Show every line of the items below that contains the string "outline". Case counts, so only lines that match it letter for letter qualify.

# PROVIDED ENTRIES start

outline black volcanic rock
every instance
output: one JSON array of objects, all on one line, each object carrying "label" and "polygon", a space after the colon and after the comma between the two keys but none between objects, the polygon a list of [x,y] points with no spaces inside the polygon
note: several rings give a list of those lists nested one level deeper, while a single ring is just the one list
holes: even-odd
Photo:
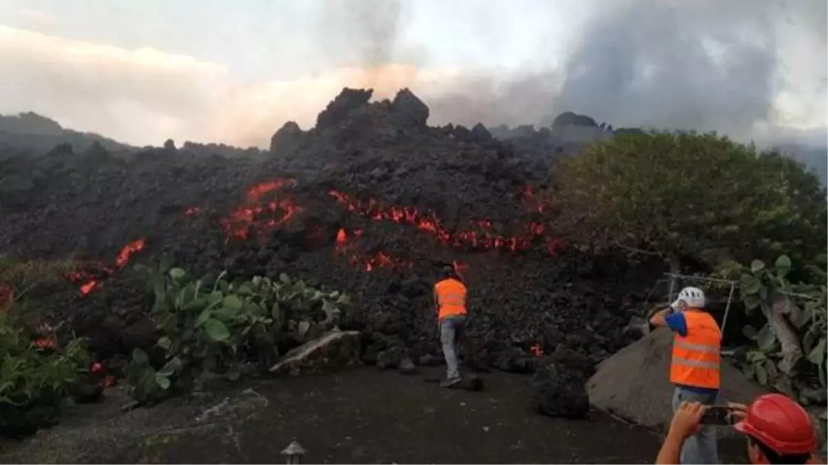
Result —
[{"label": "black volcanic rock", "polygon": [[[503,141],[479,125],[431,127],[410,91],[393,101],[371,95],[344,89],[315,127],[279,129],[267,156],[191,142],[118,156],[3,151],[0,253],[74,255],[113,269],[119,250],[143,238],[132,261],[168,252],[196,276],[286,272],[350,294],[340,327],[360,331],[365,360],[388,368],[441,360],[431,286],[454,261],[470,290],[460,349],[470,366],[532,371],[530,347],[561,334],[594,357],[628,342],[621,329],[630,315],[615,303],[661,270],[550,252],[542,188],[569,150],[554,132]],[[41,308],[107,357],[147,343],[142,278],[124,266],[101,280],[89,296],[79,283],[50,290]],[[279,349],[296,343],[280,340]]]}]

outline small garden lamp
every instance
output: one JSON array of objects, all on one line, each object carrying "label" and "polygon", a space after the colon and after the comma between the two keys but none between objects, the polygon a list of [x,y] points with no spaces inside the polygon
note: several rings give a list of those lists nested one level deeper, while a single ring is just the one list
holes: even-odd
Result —
[{"label": "small garden lamp", "polygon": [[282,455],[285,456],[285,465],[300,465],[302,456],[305,455],[305,448],[293,439],[285,450],[282,451]]}]

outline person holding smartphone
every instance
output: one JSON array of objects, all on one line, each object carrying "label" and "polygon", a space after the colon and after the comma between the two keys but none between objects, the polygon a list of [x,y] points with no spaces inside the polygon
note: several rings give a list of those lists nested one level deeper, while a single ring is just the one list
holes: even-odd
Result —
[{"label": "person holding smartphone", "polygon": [[750,406],[729,404],[726,407],[698,402],[681,403],[670,424],[656,465],[678,465],[680,451],[688,438],[701,425],[721,424],[724,415],[710,415],[726,410],[733,428],[748,439],[751,465],[822,465],[816,455],[816,426],[808,412],[790,397],[766,394]]},{"label": "person holding smartphone", "polygon": [[[684,401],[713,405],[721,384],[721,330],[704,310],[705,293],[686,287],[669,307],[650,319],[655,327],[669,328],[675,334],[670,364],[670,382],[675,386],[673,411]],[[719,465],[715,429],[704,426],[687,438],[681,448],[681,465]]]}]

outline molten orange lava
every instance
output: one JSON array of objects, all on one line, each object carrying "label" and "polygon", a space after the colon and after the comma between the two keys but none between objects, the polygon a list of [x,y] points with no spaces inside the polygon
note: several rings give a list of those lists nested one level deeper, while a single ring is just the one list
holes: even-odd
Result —
[{"label": "molten orange lava", "polygon": [[247,239],[252,229],[260,237],[280,225],[290,221],[301,209],[291,199],[272,199],[264,202],[265,194],[296,185],[293,180],[273,180],[253,185],[248,189],[245,203],[220,220],[224,230],[225,242],[231,238]]},{"label": "molten orange lava", "polygon": [[523,188],[521,199],[530,211],[543,213],[549,209],[549,204],[542,199],[542,196],[537,195],[535,188],[531,185]]},{"label": "molten orange lava", "polygon": [[[352,232],[354,237],[362,235],[359,229]],[[339,228],[336,232],[336,253],[344,255],[351,265],[359,266],[366,271],[372,271],[378,268],[399,268],[408,267],[412,264],[405,260],[394,258],[388,254],[379,252],[370,256],[361,256],[354,252],[354,247],[348,242],[348,232],[344,228]]]},{"label": "molten orange lava", "polygon": [[[360,202],[333,189],[328,194],[349,212],[373,221],[392,221],[414,225],[421,231],[433,234],[441,243],[458,248],[525,250],[532,247],[534,239],[542,236],[544,230],[542,224],[536,223],[529,225],[523,236],[493,234],[489,231],[492,222],[482,219],[476,222],[477,231],[450,232],[440,226],[440,218],[433,212],[422,212],[414,207],[385,206],[373,199],[367,203]],[[560,239],[556,239],[556,243]],[[556,247],[547,247],[550,253],[557,249]]]},{"label": "molten orange lava", "polygon": [[[94,269],[95,271],[76,271],[66,275],[66,279],[72,282],[83,282],[80,285],[80,294],[89,295],[93,290],[103,285],[102,279],[126,266],[127,263],[129,262],[129,258],[133,254],[143,250],[145,243],[144,239],[141,238],[121,247],[118,255],[115,256],[114,266],[109,266],[102,263],[91,263],[89,267]],[[102,275],[103,276],[97,277],[99,275]]]}]

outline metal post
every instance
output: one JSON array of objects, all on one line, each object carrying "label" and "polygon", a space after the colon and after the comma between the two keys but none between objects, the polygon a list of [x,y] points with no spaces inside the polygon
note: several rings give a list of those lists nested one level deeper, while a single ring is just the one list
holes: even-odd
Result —
[{"label": "metal post", "polygon": [[673,301],[672,295],[676,291],[676,275],[670,275],[670,294],[667,295],[667,304],[671,304]]},{"label": "metal post", "polygon": [[724,338],[724,325],[727,324],[727,315],[730,313],[730,302],[733,301],[733,291],[736,289],[735,283],[730,283],[730,295],[727,297],[727,305],[724,306],[724,317],[722,318],[722,339]]}]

# PROVIDED ENTRIES end

### COMPLETE OUTPUT:
outline black volcanic rock
outline small garden lamp
outline person holding smartphone
outline molten orange lava
outline metal post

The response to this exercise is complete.